### Page text

“Nowadays everyone knows the price of everything, but the value of nothing.”
Today I write to you from the Noorderlicht after we’ve left a deeply barren island that’s pretty much the most northern part of our journey.
The island reminded me of a scene from the 1817 novel “Frankenstein” where the monster has chased its creator all the way to the Arctic circle, and murders him. In a Promethean gesture, we’re left with a sense that artificial life, the Arctic North, and the way stories are told all are revised in the epic tale of Shelley’s fevered imagination.
Between 1816 and 1817, while she was sojourning in the Swiss Alps, Mary Shelley wrote her classic book of fiction – “Frankenstein.” What interests me today after we’ve visited several fjords, and walked on the ice island of Chermsideoya between the Nordkappsundet sound near Beverlysundet is how eerily the region echoes a place that Shelley never visited, but was able to describe with immaculate accuracy. Throughout the day we’ve experienced extreme wind – solid gusts that are strong enough to hold you up if you lean into them, and wet enough to leave you feeling a damp ambient cold beneath your clothes. The weather was pretty much a solid wall of grey with gusts of wind, but basically the overall vibe was like a combination of a palette of subtle shades of grey sprinkled with white dust and invisible currents of wind dusting the stone gray rock filled beaches. There were no even surfaces, and very few places to escape the scouring wind. The meaning of place and geography, of metaphors that I’ve been looking for with sound in mind were shattered by the arrival of a symbol from the bloody history of the 20th century.

######

> [Requirements]
From the Arctic journal entry, repeat word for word the part starting with "The island reminded" and going on through "Shelley’s fevered imagination.". The material that follows plays no part in this work.

### Given material

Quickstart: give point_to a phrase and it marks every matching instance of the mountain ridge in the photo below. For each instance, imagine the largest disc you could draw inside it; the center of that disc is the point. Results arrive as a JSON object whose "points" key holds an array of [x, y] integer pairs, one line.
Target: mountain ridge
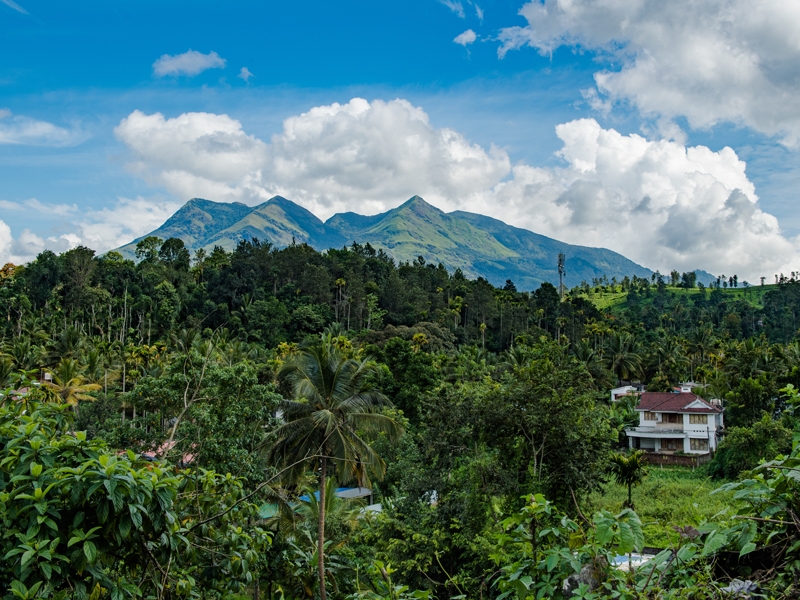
{"points": [[480, 246]]}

######

> [Solution for this task]
The island reminded me of a scene from the 1817 novel “Frankenstein” where the monster has chased its creator all the way to the Arctic circle, and murders him. In a Promethean gesture, we’re left with a sense that artificial life, the Arctic North, and the way stories are told all are revised in the epic tale of Shelley’s fevered imagination.